Pull out every line of the listing below that contains the word "wooden", and copy each one in full.

### INPUT FOR THIS TASK
BEGIN

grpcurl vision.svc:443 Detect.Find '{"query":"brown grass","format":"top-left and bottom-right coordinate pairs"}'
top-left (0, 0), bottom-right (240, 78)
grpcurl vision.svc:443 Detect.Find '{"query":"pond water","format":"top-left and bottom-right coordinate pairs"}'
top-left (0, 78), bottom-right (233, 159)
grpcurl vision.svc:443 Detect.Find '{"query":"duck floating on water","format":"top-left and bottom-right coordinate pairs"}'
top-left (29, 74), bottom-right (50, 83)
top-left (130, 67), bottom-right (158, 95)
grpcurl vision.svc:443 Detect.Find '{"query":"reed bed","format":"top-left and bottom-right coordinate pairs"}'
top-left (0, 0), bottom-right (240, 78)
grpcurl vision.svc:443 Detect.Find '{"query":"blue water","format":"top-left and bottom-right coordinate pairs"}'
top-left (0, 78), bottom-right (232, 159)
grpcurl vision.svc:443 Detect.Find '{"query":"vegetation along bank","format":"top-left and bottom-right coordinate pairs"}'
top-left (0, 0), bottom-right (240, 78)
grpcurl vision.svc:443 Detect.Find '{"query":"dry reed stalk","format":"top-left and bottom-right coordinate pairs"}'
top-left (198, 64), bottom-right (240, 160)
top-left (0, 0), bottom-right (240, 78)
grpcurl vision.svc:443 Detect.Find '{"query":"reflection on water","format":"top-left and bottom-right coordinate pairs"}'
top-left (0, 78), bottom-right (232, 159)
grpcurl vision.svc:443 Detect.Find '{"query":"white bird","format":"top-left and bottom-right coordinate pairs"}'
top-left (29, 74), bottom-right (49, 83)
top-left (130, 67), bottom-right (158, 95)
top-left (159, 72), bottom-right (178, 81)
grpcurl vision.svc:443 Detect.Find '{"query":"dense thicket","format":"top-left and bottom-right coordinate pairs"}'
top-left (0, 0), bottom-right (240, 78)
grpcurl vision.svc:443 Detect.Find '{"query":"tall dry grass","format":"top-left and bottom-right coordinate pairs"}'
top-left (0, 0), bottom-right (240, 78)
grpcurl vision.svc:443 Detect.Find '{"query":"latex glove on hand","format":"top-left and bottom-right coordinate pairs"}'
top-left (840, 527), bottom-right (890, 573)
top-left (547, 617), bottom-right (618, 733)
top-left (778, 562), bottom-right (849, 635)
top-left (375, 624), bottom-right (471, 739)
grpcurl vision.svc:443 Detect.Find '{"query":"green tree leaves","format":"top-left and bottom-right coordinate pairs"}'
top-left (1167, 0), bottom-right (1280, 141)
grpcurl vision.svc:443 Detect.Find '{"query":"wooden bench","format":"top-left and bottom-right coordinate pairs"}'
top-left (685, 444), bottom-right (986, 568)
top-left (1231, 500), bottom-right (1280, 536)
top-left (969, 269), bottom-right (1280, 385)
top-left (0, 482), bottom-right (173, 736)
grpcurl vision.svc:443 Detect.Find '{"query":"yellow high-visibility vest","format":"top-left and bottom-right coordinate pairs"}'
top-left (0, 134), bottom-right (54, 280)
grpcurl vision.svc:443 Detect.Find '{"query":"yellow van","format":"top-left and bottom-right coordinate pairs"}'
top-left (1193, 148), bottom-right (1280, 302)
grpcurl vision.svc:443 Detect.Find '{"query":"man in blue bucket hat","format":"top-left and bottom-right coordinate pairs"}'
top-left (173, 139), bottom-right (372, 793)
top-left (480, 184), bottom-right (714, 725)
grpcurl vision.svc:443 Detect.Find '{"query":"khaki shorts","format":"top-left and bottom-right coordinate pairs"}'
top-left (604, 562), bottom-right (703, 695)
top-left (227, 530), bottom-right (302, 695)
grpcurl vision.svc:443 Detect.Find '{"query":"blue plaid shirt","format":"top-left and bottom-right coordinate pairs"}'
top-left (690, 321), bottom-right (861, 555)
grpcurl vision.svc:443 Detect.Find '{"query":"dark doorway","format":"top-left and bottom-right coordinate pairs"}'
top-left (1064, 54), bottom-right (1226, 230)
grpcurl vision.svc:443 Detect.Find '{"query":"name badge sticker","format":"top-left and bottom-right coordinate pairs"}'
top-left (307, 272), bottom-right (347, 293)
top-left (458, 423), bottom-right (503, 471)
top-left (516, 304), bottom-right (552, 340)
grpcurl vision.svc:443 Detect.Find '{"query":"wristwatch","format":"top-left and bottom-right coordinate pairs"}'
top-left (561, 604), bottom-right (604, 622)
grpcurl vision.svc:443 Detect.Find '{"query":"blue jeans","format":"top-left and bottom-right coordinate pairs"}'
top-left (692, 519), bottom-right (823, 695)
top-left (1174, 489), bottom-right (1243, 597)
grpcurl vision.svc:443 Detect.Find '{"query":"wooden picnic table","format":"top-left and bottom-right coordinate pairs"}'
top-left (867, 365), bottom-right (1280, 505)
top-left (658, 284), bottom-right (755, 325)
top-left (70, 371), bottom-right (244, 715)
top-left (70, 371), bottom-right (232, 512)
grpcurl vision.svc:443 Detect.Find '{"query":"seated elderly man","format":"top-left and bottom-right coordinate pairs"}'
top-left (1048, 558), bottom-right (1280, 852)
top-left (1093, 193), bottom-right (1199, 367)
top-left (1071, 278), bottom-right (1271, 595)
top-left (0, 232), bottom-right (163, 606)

END

### THE ANSWER
grpcurl vision.svc:443 Detect.Find '{"query":"wooden bench","format":"top-left and bottom-right coordinate pairs"}'
grpcurl vision.svc:443 Detect.Find '{"query":"wooden picnic table","format":"top-left and bottom-right coordinate pairs"}'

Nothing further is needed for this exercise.